-- BEGIN Stored data --

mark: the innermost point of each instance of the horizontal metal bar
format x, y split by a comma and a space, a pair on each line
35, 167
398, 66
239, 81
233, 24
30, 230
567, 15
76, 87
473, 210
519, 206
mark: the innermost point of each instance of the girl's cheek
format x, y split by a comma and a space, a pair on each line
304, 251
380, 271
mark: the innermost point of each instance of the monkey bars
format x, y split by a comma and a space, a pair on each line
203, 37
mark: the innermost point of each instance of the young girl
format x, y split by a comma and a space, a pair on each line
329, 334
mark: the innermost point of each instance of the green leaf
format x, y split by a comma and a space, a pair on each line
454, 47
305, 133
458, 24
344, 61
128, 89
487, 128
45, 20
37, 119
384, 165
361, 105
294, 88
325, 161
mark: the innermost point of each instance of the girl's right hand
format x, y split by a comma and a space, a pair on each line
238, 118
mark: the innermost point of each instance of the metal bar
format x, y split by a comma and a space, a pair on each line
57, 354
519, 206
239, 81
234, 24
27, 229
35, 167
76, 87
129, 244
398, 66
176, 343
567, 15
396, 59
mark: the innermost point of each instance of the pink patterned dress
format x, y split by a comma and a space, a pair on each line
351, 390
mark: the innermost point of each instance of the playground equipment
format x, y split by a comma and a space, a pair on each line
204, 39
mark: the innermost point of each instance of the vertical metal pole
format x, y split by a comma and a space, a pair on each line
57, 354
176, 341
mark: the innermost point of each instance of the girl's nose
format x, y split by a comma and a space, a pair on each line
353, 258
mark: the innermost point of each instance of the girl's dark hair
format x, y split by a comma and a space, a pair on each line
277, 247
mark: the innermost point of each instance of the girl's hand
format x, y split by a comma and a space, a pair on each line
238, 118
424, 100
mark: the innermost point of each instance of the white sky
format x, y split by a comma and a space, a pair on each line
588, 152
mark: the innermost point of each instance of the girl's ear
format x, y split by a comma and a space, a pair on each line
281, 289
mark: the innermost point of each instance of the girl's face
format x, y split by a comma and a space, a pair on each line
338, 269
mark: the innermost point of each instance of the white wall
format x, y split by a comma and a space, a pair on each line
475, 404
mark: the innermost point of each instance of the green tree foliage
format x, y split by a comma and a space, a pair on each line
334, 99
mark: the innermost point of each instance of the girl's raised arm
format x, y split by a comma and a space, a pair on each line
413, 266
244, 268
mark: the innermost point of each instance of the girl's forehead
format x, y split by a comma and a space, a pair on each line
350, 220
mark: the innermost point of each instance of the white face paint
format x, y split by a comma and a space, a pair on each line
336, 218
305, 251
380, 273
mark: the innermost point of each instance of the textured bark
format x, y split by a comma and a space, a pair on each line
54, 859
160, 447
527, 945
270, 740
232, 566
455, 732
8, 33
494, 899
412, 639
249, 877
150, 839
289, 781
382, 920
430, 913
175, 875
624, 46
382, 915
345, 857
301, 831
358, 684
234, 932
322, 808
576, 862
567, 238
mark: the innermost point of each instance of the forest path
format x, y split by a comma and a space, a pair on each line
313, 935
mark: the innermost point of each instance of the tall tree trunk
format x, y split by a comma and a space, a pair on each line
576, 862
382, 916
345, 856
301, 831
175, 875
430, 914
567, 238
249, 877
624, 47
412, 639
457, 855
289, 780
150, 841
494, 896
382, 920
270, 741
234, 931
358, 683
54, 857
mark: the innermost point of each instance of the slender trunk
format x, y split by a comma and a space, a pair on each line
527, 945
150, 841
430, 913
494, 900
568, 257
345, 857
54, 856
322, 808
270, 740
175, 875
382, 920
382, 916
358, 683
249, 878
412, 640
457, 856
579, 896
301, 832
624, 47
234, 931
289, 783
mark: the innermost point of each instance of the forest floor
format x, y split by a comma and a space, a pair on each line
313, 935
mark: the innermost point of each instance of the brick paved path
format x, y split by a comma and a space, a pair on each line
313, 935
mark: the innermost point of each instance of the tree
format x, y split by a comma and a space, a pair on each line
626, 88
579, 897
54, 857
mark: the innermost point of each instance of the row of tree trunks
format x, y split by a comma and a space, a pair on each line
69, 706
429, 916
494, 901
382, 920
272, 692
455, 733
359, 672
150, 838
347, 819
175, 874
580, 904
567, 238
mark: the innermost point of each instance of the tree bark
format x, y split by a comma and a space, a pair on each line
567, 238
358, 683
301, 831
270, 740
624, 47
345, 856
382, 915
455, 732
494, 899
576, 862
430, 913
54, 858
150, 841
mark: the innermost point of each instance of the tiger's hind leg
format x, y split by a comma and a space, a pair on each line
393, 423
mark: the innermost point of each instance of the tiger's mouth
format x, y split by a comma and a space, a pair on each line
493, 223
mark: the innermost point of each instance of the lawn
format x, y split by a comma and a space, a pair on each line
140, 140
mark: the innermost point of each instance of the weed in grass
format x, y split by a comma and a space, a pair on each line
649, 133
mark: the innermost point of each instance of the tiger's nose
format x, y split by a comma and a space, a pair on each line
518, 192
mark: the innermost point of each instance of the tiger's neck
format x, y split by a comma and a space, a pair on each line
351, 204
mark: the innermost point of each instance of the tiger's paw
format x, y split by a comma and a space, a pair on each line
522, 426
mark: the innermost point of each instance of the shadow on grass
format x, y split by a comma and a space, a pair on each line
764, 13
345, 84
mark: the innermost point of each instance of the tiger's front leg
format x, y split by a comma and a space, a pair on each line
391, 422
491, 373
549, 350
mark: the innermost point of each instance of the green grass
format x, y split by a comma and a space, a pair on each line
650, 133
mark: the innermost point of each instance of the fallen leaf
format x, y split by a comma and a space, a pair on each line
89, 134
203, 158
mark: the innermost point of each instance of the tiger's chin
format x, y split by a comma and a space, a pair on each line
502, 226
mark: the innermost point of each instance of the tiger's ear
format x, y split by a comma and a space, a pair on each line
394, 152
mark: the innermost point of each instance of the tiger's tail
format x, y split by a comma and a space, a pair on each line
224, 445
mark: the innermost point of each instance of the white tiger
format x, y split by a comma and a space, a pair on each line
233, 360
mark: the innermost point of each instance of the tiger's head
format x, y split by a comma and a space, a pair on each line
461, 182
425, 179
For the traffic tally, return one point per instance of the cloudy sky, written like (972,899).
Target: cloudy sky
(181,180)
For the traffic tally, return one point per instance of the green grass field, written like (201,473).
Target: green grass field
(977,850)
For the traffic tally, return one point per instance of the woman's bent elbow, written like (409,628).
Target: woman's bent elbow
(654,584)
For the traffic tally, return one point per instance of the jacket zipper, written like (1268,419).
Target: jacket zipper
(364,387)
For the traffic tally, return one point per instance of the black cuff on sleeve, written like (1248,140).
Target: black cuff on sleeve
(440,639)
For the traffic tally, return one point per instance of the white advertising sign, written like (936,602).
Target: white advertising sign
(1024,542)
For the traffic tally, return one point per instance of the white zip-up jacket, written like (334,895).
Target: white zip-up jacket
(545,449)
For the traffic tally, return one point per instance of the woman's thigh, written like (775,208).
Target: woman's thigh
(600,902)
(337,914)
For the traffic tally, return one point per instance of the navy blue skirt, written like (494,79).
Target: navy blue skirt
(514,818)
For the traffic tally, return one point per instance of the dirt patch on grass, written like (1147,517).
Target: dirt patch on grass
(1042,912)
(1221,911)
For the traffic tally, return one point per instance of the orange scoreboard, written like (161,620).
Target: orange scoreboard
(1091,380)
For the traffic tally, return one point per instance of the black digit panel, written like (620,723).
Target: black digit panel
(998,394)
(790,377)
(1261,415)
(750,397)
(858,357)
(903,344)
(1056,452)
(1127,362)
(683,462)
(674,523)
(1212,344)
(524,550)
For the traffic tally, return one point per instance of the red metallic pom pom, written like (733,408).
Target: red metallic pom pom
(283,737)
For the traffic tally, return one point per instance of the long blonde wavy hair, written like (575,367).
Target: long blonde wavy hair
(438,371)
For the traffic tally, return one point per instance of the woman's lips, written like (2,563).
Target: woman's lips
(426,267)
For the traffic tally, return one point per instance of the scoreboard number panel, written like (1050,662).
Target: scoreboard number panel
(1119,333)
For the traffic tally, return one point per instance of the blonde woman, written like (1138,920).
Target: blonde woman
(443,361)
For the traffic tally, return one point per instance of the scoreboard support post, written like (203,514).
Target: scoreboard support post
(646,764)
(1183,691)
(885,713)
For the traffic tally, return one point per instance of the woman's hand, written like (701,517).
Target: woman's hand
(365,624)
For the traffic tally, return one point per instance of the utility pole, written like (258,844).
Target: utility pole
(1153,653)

-- END Stored data --

Objective:
Write out, word for word, every line from the one containing "written like (733,408)." through the last line of the records above.

Solution to the exercise:
For the traffic tally, return one point per instance of the red metallic pom pom, written like (733,408).
Target: red metallic pom pom
(283,737)
For the traffic tally, return one point per instance of the long blonde wavy hair, written like (575,367).
Target: long blonde wavy hair
(438,371)
For the traffic tally, return one point per instance of the woman's lips, written like (2,563).
Target: woman's lips
(426,267)
For the traffic tally, return one point per instance of the scoreboard number panel, written like (1050,662).
Target: scoreboard number panel
(1119,333)
For the traffic tally, return one point per instance of the blonde woman, written like (1138,920).
Target: blonde woman
(443,361)
For the traffic tally, return one point per instance of the scoreboard support post, written like (203,514).
Target: scoreboard support post
(646,764)
(1183,691)
(885,713)
For the traffic tally, return one point per instance of the woman's hand, written like (701,517).
Target: woman's hand
(365,624)
For the traffic tally, return one point per instance of the utility pole, written like (258,844).
Target: utility pole
(1153,653)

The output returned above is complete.